Extract each line from the rows below that contains the string "buildings", and copy it unchanged.
-- Begin Data to use --
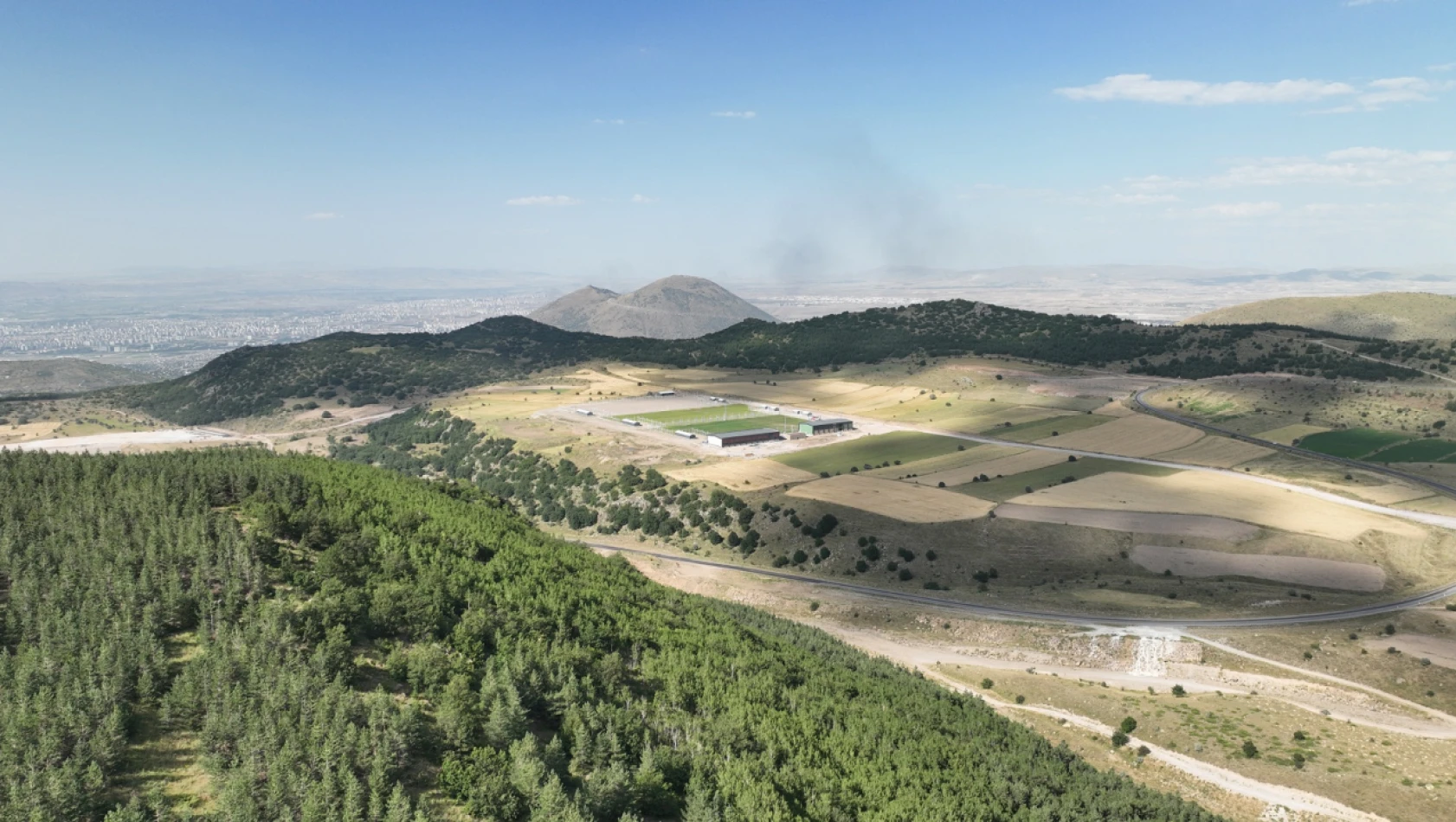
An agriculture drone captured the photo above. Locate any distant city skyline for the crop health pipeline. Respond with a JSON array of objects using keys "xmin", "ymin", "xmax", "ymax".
[{"xmin": 0, "ymin": 0, "xmax": 1456, "ymax": 284}]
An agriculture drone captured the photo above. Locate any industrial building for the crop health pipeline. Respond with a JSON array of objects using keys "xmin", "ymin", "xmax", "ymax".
[
  {"xmin": 799, "ymin": 419, "xmax": 854, "ymax": 436},
  {"xmin": 707, "ymin": 427, "xmax": 783, "ymax": 448}
]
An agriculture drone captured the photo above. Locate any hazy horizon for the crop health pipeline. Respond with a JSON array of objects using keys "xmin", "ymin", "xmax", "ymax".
[{"xmin": 0, "ymin": 0, "xmax": 1456, "ymax": 284}]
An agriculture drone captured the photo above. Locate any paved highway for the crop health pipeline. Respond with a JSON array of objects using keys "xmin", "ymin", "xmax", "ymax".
[{"xmin": 585, "ymin": 543, "xmax": 1456, "ymax": 628}]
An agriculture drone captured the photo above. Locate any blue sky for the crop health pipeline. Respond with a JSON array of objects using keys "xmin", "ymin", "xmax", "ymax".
[{"xmin": 0, "ymin": 0, "xmax": 1456, "ymax": 286}]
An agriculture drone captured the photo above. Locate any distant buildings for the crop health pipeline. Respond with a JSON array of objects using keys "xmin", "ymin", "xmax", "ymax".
[
  {"xmin": 707, "ymin": 427, "xmax": 783, "ymax": 448},
  {"xmin": 799, "ymin": 419, "xmax": 854, "ymax": 436}
]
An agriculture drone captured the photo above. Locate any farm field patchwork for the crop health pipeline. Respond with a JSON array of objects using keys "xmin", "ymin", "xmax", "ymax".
[
  {"xmin": 1041, "ymin": 416, "xmax": 1204, "ymax": 457},
  {"xmin": 789, "ymin": 474, "xmax": 993, "ymax": 523},
  {"xmin": 1153, "ymin": 436, "xmax": 1274, "ymax": 468},
  {"xmin": 995, "ymin": 502, "xmax": 1260, "ymax": 541},
  {"xmin": 1367, "ymin": 438, "xmax": 1456, "ymax": 463},
  {"xmin": 1007, "ymin": 472, "xmax": 1427, "ymax": 543},
  {"xmin": 613, "ymin": 403, "xmax": 807, "ymax": 433},
  {"xmin": 773, "ymin": 431, "xmax": 971, "ymax": 474},
  {"xmin": 913, "ymin": 446, "xmax": 1067, "ymax": 487},
  {"xmin": 955, "ymin": 454, "xmax": 1181, "ymax": 504},
  {"xmin": 1253, "ymin": 423, "xmax": 1330, "ymax": 446},
  {"xmin": 662, "ymin": 459, "xmax": 817, "ymax": 491},
  {"xmin": 982, "ymin": 414, "xmax": 1115, "ymax": 442},
  {"xmin": 859, "ymin": 442, "xmax": 1022, "ymax": 485},
  {"xmin": 1298, "ymin": 427, "xmax": 1413, "ymax": 459},
  {"xmin": 1131, "ymin": 546, "xmax": 1385, "ymax": 594}
]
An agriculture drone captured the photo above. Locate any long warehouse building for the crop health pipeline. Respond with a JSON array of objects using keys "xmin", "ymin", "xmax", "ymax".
[{"xmin": 707, "ymin": 427, "xmax": 783, "ymax": 448}]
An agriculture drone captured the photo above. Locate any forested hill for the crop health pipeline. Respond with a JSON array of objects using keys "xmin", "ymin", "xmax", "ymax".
[
  {"xmin": 0, "ymin": 450, "xmax": 1213, "ymax": 822},
  {"xmin": 118, "ymin": 299, "xmax": 1418, "ymax": 425}
]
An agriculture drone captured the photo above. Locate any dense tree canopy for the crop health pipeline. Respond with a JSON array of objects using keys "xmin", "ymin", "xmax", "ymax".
[{"xmin": 0, "ymin": 450, "xmax": 1211, "ymax": 822}]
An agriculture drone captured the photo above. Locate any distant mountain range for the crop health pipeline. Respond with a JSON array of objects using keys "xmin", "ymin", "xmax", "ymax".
[
  {"xmin": 1183, "ymin": 291, "xmax": 1456, "ymax": 340},
  {"xmin": 530, "ymin": 276, "xmax": 773, "ymax": 339},
  {"xmin": 0, "ymin": 356, "xmax": 154, "ymax": 397},
  {"xmin": 113, "ymin": 299, "xmax": 1418, "ymax": 425}
]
-- End Data to use --
■ **Exercise result**
An agriculture drone captured the photo above. Locate any distant buildings for the crop health pipeline. Respond with a JSON array of objects using keys "xmin", "ymin", "xmax", "ymax".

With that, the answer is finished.